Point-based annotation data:
______________________________

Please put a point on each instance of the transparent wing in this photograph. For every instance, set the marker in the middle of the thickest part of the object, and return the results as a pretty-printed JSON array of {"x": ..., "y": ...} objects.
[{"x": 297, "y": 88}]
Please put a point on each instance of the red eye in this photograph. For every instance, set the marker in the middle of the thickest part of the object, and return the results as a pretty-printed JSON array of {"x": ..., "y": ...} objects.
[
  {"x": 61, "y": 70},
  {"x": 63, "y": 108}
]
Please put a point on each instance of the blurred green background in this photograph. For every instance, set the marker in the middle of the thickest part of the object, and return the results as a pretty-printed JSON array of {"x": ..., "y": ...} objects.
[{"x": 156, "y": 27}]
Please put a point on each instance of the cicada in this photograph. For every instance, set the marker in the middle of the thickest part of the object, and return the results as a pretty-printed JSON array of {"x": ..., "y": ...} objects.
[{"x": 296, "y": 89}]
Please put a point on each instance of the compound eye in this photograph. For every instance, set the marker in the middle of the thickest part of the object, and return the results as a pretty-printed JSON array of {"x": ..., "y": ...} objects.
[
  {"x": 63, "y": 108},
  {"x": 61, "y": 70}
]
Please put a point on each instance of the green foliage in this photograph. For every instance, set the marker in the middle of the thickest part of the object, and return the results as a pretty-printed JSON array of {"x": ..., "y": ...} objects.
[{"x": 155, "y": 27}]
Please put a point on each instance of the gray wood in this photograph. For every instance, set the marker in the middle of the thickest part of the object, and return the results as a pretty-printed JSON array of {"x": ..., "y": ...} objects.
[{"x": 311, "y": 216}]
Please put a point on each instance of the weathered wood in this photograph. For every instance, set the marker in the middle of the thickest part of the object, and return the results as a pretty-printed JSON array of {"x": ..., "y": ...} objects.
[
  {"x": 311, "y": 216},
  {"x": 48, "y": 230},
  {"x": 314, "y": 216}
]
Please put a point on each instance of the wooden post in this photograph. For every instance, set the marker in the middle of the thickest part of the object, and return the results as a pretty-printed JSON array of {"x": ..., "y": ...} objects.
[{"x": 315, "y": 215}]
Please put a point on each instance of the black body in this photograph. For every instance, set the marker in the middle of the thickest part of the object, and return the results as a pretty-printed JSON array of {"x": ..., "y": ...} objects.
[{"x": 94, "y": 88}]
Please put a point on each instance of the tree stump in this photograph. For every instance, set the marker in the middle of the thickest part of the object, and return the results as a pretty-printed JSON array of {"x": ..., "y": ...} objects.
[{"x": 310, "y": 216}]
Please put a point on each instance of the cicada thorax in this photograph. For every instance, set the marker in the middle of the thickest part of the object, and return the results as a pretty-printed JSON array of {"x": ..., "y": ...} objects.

______________________________

--- Task to complete ---
Please copy all of the items above without changing a single character, keeping each line as it appears.

--- Written answer ---
Please put a point on each instance of the transparent wing in this photograph. For every instance, set the marker in the middle of the thickest part of the object, and return the results as a pretty-printed JSON array of {"x": ..., "y": ...} objects.
[{"x": 297, "y": 88}]
Please put a point on each instance of the red eye in this photograph. For every instance, set the marker in the middle of the thickest part of the object, and return the results as a pretty-printed JSON array of {"x": ..., "y": ...} objects.
[
  {"x": 61, "y": 70},
  {"x": 63, "y": 108}
]
Please put a point on each instance of the blurred green background in this photograph. For every instance, set the marker in the middle of the thickest part of the object, and return the results as a pretty-printed JSON array of {"x": ..., "y": ...} objects.
[{"x": 156, "y": 27}]
Please put a point on each instance of the cicada in this photograph. For every instance, set the marker in the middle of the thickest part of the object, and return the results as a pretty-printed JSON array of {"x": ..., "y": ...} objects.
[{"x": 296, "y": 89}]
Please put a point on each instance of the compound eye in this photograph. For every instance, set the marker in the middle of the thickest part of the object, and return the results as a pretty-printed JSON array of {"x": ..., "y": ...} objects.
[
  {"x": 63, "y": 108},
  {"x": 61, "y": 70}
]
Please put a point on each instance of the green foliage in this photograph. For every instance, set the marker in the middle of the thickest part of the object, and return the results as a pretty-printed JSON array of {"x": ..., "y": ...} objects.
[{"x": 155, "y": 27}]
Please put a point on each instance of the gray wood in this photograph. For every instance, set the marker in the middle of the thickest part of the object, and return the results as a pretty-printed JSON array of {"x": ..., "y": ...} objects.
[{"x": 311, "y": 216}]
Please put a point on each instance of the weathered wood in this photograph. For every instance, set the marker in the middle of the thickest part of the object, and return the results as a pretty-printed JSON array of {"x": ..., "y": ...} objects.
[
  {"x": 311, "y": 216},
  {"x": 48, "y": 230},
  {"x": 314, "y": 216}
]
Please put a point on each instance of the wooden post in this photograph. For every instance, set the marker in the middle of the thickest part of the object, and return the results as a pretty-printed JSON array of {"x": ..., "y": ...} objects.
[{"x": 315, "y": 215}]
Please put a point on each instance of the black body in this photograph. For every instance, set the marker in the middle of the thickest part of the object, and return the results as a pretty-printed JSON array of {"x": ..., "y": ...} objects.
[{"x": 94, "y": 88}]
Please put a point on each instance of the tree stump in this photograph. For every instance, set the marker in the middle of the thickest part of the object, and return the results as a pretty-printed JSON array of {"x": ..., "y": ...} objects.
[{"x": 310, "y": 216}]
Please put a point on each instance of the cicada thorax in this photograph. For every instance, set the marker in the middle of the thickest part of the object, and return the results as a pretty-printed JSON array of {"x": ..., "y": ...} objects.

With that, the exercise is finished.